DOCUMENT SOURCE:
------------------------------------------------------------

L’ouverture du film équilibre déjà ces différentes tendances, avec cette caméra arpentant les pièces en décompositions d’une vieille maison, sur la bande originale « giallesque » à souhait du groupe Libra. La demeure est chargée de souvenirs douloureux pour Dora (Daria Nicolodi pour une prestation bine plus vulnérable que chez Argento) puisqu’elle y vécu avec son mari toxicomane et depuis mort de suicide. Ce qui aurait dû susciter une légitime appréhension se mue progressivement en angoisse sourde, lorsque le défunt semble prendre possession de l’esprit de leur jeune fils Marco (David Colin Jr.) et lui faire payer sa nouvelle union avec Bruno (John Steiner). Mario Bava se refuse à choisir entre terreur psychologique et récit fantastique pour puissamment associer les deux. 

Les phénomènes surnaturels tout comme les situations ambiguës sont le plus souvent uniquement observées et ressenties du son point de vue de Dora – notamment les réactions hostiles et jalouses de Marco lors des témoignages de tendresse avec Bruno. La réalité d’une menace fantastique est acceptée, mais la fébrilité à fleur de peau de Dora repose sur cette fameuse culpabilité des vivants qui traverse les films gothiques de Bava. Mais plutôt que d’ouvrir sur un moment spectaculaire expliquant le ressentiment du défunt, ou d’expliciter par un élément provocant l’angoisse du vivant (la relation SM de Le Corps et le fouet), Bava aligne les situations troubles pour réserver la grande révélation lors de la conclusion.

------------------------------------------------------------

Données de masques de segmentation
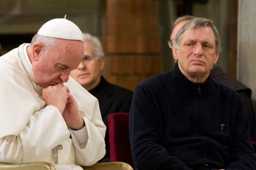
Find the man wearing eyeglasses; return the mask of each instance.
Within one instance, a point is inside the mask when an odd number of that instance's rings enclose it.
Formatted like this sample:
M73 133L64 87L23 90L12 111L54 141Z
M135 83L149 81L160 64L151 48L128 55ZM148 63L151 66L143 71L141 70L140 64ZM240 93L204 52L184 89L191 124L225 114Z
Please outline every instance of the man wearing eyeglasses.
M101 75L105 57L100 42L96 37L83 33L84 56L70 75L98 100L102 120L107 126L105 138L106 154L99 162L109 162L108 116L114 113L129 113L133 92L111 84Z

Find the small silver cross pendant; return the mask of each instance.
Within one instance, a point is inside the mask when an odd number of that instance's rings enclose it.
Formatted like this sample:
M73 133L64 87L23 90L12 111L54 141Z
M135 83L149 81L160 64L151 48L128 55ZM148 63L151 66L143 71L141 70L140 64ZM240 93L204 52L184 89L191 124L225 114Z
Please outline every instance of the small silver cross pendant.
M58 164L58 150L60 150L63 149L63 146L62 144L58 144L57 146L55 146L52 148L52 155L53 159L54 161L55 164Z
M223 129L223 128L224 126L225 126L225 124L223 124L223 123L222 124L221 124L221 129Z

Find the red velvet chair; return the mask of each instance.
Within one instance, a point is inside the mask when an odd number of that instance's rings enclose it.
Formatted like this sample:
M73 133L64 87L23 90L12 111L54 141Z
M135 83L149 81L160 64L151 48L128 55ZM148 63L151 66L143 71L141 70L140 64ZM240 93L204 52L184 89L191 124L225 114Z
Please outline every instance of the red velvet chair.
M129 139L129 114L115 113L108 117L111 162L124 162L134 169Z

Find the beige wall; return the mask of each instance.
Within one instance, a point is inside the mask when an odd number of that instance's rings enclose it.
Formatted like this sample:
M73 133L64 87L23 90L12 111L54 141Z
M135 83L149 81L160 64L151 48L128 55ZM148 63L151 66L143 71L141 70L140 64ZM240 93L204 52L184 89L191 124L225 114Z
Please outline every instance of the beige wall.
M238 4L237 79L252 89L256 100L256 1Z

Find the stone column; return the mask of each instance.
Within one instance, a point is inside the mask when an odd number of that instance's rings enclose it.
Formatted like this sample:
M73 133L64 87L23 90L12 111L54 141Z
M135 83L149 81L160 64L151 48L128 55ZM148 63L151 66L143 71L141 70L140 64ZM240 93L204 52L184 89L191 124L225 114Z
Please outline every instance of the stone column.
M256 100L256 1L239 0L237 78L252 91Z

------------------------------------------------------------

TRAVAIL DEMANDÉ:
**a)** Reproduisez à l'identique le passage du document source situé entre « Les phénomènes surnaturels » et « de la conclusion. », bornes incluses.
**b)** D'après le document source, quel groupe a composé la bande originale du film ?
**c)** Dressez la liste complète des acteurs et actrices cités dans le document source.

RÉPONSES DANS L'ORDRE:
**a)**
Les phénomènes surnaturels tout comme les situations ambiguës sont le plus souvent uniquement observées et ressenties du son point de vue de Dora – notamment les réactions hostiles et jalouses de Marco lors des témoignages de tendresse avec Bruno. La réalité d’une menace fantastique est acceptée, mais la fébrilité à fleur de peau de Dora repose sur cette fameuse culpabilité des vivants qui traverse les films gothiques de Bava. Mais plutôt que d’ouvrir sur un moment spectaculaire expliquant le ressentiment du défunt, ou d’expliciter par un élément provocant l’angoisse du vivant (la relation SM de Le Corps et le fouet), Bava aligne les situations troubles pour réserver la grande révélation lors de la conclusion.

**b)** Le groupe Libra.

**c)** Daria Nicolodi, David Colin Jr., John Steiner